__TASK REQUIREMENTS__
After reading each line of the entries, give the number of lines that contain "below" and nothing else.

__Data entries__

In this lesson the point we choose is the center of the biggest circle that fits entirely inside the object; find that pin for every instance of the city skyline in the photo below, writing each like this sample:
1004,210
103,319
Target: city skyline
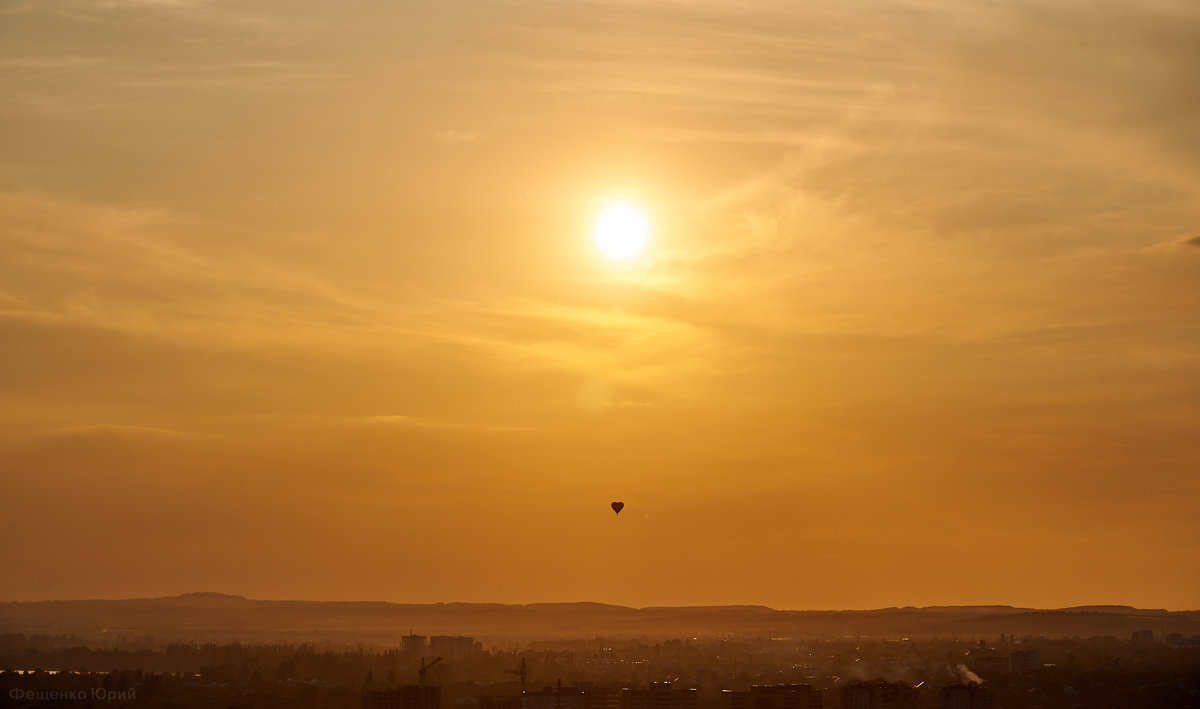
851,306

--

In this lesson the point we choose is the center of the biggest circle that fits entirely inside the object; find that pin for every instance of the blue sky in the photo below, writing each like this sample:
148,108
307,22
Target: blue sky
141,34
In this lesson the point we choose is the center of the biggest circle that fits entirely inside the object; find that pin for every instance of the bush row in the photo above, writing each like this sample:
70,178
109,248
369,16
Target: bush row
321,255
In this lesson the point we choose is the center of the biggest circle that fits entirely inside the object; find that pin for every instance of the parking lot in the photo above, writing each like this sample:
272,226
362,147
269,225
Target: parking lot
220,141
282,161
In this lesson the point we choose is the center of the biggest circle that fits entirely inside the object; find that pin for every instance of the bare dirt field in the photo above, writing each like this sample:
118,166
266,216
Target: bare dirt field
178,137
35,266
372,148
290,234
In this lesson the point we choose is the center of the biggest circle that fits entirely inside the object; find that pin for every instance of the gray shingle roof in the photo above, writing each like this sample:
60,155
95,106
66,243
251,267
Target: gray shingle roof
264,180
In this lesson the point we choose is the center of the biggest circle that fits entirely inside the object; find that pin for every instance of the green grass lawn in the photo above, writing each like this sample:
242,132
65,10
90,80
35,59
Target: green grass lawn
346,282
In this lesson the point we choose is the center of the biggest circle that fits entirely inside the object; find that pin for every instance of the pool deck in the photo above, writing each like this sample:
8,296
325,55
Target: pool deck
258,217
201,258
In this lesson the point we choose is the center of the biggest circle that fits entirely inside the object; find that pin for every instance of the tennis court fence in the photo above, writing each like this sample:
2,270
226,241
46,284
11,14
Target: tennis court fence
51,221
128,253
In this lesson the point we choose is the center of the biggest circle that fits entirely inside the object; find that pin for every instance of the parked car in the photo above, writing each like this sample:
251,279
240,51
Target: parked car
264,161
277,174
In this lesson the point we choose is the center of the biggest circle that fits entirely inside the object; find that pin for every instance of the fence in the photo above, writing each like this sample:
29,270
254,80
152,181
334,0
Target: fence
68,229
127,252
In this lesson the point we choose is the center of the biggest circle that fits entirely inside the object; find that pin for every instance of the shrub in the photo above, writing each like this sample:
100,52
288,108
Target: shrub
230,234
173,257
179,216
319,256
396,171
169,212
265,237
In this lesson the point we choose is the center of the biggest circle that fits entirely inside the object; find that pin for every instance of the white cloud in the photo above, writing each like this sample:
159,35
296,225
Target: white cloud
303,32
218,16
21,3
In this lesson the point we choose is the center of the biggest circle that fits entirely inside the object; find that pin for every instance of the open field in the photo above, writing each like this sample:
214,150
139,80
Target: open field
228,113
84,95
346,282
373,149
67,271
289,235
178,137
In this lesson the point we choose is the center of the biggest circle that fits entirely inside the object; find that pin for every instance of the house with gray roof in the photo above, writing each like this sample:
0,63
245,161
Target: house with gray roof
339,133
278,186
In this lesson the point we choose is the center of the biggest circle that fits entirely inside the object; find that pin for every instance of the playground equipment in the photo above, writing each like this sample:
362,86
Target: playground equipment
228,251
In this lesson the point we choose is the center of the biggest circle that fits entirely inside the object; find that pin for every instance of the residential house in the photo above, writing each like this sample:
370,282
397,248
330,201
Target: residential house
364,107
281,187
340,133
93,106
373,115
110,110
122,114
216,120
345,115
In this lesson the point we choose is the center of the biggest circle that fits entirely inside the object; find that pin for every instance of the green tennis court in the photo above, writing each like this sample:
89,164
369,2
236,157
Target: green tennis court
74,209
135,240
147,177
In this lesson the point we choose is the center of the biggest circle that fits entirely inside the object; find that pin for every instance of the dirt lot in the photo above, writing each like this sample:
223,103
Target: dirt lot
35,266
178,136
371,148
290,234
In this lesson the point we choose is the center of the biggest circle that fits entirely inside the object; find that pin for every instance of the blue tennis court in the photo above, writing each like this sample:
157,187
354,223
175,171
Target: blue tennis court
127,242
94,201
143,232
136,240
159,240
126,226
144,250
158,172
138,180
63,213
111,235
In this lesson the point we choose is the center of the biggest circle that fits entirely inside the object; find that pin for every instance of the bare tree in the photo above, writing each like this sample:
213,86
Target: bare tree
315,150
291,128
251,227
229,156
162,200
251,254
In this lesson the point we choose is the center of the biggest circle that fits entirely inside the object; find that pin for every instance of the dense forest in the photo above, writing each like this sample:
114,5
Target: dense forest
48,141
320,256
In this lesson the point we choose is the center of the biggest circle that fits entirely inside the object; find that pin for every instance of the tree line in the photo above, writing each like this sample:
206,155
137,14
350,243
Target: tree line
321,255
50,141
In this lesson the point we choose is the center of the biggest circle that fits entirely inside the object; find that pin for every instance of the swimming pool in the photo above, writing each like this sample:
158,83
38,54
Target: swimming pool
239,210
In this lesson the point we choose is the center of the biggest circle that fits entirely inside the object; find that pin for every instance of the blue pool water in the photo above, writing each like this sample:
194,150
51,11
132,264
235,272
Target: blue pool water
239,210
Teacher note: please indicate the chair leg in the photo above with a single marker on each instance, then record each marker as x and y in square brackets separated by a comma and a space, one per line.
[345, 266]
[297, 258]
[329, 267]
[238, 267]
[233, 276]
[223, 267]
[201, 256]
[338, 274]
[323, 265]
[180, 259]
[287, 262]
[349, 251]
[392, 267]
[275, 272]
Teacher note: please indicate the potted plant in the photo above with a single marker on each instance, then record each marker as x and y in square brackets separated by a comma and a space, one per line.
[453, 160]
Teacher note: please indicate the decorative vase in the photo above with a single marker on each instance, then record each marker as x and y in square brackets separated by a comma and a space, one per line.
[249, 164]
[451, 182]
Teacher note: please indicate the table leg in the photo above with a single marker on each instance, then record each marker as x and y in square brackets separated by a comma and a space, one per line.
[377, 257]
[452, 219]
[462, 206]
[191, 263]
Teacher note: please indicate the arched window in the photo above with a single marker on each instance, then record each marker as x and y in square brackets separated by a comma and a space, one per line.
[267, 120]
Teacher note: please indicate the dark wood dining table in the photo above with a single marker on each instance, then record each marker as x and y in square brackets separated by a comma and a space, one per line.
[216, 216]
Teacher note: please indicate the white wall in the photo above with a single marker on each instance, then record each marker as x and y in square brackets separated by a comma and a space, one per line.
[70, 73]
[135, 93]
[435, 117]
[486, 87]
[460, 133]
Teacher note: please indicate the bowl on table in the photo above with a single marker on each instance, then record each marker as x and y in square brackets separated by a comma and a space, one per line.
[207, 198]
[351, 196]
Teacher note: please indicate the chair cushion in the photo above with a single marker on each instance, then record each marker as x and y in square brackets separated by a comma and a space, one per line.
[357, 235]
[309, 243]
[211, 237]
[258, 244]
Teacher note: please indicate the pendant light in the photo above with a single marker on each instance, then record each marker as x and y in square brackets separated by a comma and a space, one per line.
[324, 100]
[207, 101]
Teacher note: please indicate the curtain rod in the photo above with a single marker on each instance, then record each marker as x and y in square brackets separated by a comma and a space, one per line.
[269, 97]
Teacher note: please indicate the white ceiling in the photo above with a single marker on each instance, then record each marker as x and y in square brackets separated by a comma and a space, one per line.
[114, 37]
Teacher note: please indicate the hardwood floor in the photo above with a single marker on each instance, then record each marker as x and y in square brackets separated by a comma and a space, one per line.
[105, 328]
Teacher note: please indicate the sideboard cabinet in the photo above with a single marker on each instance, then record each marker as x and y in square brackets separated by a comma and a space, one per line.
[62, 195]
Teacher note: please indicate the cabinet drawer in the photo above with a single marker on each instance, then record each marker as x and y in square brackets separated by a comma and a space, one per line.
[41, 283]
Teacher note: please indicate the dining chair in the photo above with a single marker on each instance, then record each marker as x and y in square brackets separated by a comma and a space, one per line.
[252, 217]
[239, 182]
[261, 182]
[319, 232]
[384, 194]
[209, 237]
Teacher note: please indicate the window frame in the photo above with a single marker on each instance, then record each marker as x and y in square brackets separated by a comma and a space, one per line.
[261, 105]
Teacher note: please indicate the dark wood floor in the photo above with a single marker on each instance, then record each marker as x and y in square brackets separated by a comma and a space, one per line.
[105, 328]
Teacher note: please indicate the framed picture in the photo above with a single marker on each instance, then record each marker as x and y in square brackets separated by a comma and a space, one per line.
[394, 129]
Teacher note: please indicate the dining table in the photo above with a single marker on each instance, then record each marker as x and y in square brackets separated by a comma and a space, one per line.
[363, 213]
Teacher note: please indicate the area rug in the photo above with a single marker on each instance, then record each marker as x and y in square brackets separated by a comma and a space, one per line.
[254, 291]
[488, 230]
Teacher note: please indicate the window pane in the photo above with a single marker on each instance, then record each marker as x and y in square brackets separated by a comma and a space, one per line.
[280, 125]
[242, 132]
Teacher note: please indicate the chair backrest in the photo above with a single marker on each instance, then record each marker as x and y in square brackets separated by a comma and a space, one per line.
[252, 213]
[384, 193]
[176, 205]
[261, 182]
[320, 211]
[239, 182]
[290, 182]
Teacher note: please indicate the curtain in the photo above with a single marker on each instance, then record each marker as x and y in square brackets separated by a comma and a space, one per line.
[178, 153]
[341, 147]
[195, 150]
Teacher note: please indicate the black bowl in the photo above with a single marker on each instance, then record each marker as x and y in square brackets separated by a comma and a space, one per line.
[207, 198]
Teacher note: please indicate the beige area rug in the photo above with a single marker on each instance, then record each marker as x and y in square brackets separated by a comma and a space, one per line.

__TASK RESULT__
2